**Written task:** Can you repeat every one of the rows below verbatim, with no changes?

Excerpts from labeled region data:
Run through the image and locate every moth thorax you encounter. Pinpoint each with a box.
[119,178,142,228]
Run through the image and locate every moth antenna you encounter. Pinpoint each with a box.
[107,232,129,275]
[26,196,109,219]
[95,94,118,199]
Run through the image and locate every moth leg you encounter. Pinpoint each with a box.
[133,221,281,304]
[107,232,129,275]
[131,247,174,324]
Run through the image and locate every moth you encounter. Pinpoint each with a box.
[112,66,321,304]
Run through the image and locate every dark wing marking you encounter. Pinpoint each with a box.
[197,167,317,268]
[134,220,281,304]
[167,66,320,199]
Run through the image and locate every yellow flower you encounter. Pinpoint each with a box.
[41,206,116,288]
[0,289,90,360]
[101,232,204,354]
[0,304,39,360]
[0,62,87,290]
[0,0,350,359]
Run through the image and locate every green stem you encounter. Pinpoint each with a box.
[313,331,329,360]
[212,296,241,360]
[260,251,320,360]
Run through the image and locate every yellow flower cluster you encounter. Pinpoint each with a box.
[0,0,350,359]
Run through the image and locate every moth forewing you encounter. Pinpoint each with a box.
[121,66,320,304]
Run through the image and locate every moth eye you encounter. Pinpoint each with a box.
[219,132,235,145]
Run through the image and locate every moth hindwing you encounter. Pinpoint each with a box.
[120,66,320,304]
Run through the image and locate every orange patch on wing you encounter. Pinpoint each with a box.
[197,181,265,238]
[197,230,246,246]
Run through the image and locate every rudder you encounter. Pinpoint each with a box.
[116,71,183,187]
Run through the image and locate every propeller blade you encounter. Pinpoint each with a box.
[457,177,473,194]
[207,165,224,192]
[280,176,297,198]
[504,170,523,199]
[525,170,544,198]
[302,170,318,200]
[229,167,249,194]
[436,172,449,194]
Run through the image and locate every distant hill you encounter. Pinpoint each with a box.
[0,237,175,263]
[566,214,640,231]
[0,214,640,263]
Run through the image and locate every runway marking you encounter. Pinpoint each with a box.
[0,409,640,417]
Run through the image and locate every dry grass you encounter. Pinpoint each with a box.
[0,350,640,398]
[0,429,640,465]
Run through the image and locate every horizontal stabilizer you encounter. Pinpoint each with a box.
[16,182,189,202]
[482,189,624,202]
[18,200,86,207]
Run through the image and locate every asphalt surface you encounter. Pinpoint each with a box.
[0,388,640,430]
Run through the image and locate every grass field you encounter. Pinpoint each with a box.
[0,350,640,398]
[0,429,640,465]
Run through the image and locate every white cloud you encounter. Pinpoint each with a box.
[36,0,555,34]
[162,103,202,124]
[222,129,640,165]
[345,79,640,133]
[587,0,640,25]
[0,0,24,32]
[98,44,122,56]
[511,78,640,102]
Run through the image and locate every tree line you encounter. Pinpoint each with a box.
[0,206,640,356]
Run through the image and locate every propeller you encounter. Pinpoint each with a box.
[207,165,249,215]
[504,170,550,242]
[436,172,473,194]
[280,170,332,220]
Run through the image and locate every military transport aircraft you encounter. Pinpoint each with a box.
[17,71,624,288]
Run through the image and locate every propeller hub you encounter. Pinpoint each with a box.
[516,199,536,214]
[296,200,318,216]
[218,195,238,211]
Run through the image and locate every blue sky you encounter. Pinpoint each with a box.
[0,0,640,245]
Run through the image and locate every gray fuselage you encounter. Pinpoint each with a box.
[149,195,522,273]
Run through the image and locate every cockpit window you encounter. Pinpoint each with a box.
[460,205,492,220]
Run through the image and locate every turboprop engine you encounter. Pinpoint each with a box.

**Completed task:**
Run through the image and locate every moth thorax you encounter. Pinpoint each with a box.
[119,178,142,228]
Run through the image and locate every moth antenna you encounter. Pinpoint each with a box.
[107,232,129,275]
[26,196,109,219]
[95,94,118,199]
Run through the image and locate every moth leg you encounter. Pinpoint each with a box.
[133,221,281,304]
[107,232,129,275]
[131,247,174,324]
Run through the image and locate every moth you encounter. Pinpoint each with a box.
[112,66,321,304]
Run through the image and locate every dark wing marking you encounter. Pinpoint each with a box.
[197,167,317,268]
[134,220,281,304]
[167,66,320,199]
Run through the image and locate every yellow flower you encounter. Pinpoint each with a box.
[41,206,116,288]
[0,289,90,360]
[101,232,204,354]
[0,304,39,360]
[0,62,87,290]
[0,0,350,359]
Run through the image and locate every green stem you encounter. Pinpoint each with a box.
[313,331,329,360]
[212,296,241,360]
[260,251,320,360]
Run through the image and locate every yellow flower cluster you encounter. Pinpoint each with a box.
[0,0,350,359]
Run through the image and locate every moth forewing you encounter. Pinpoint each with a box.
[121,66,320,304]
Run through the image and locate every moth eye you encounter. Pinpoint each with a box.
[219,132,235,145]
Run through the image and locate every moth hindwing you encounter. Pinpoint each with a box.
[120,66,320,304]
Run through the image and locate every orange patch on wing you encounter. Pinpoint each with a box.
[197,181,265,238]
[197,230,246,246]
Run through the image and locate every rudder you encounter. Pinpoint each with a box.
[116,71,183,187]
Run through the image and locate every propeller blade you encounter. Pinpoint each with a box.
[457,177,473,194]
[207,165,224,192]
[280,176,297,198]
[504,170,523,199]
[525,170,544,198]
[302,170,318,200]
[229,167,249,194]
[436,172,449,194]
Run through the image and locate every distant hill you encounter. Pinpoint each with a box.
[0,237,175,263]
[566,214,640,231]
[0,214,640,263]
Run through the image and locate every runway marking you encounter. Pinpoint each with a box.
[0,409,640,417]
Run through the image and locate every dry grass you encounter. Pinpoint each with a box.
[0,350,640,398]
[0,429,640,465]
Run through the image and locate every horizontal stabilizer you encounter. Pinpoint each with a box.
[16,182,189,202]
[482,189,624,202]
[18,200,86,207]
Run through the image and locate every asphalt surface you encounter. Pinpoint each with a box.
[0,388,640,430]
Run through the image and locate every grass field you encounter. Pinpoint each with a box.
[0,350,640,398]
[0,429,640,465]
Run through the image and locate every white cloud you encounter. Pinpoint each with a box.
[36,0,555,34]
[162,103,202,124]
[222,129,640,165]
[345,79,640,133]
[587,0,640,25]
[0,0,24,32]
[98,44,122,56]
[511,78,640,102]
Run through the image and locate every tree line you encounter. Pinpoint each with a box.
[0,206,640,356]
Run through the image and locate every propeller you encounter. Pinpoint each with a box.
[207,165,249,215]
[504,170,550,242]
[436,172,473,194]
[280,170,332,220]
Run through the image and locate every military transport aircraft you encounter. Pinpoint each with a box.
[17,71,624,288]
Run through the image and locate every propeller hub you encounter. Pinpoint each with a box.
[516,199,536,214]
[296,200,318,216]
[218,195,238,211]
Run through the image and locate every blue sky you encounter. Pinpoint each with a box.
[0,0,640,245]
Run through the image and locate every gray fuselage you encounter. Pinpoint each with a box.
[149,195,522,273]
Run through the image and locate every cockpit window you encounter. Pinpoint each with a box.
[460,205,492,220]
Run through the image and locate every turboprop engine you encounter. Pinpoint each with a box.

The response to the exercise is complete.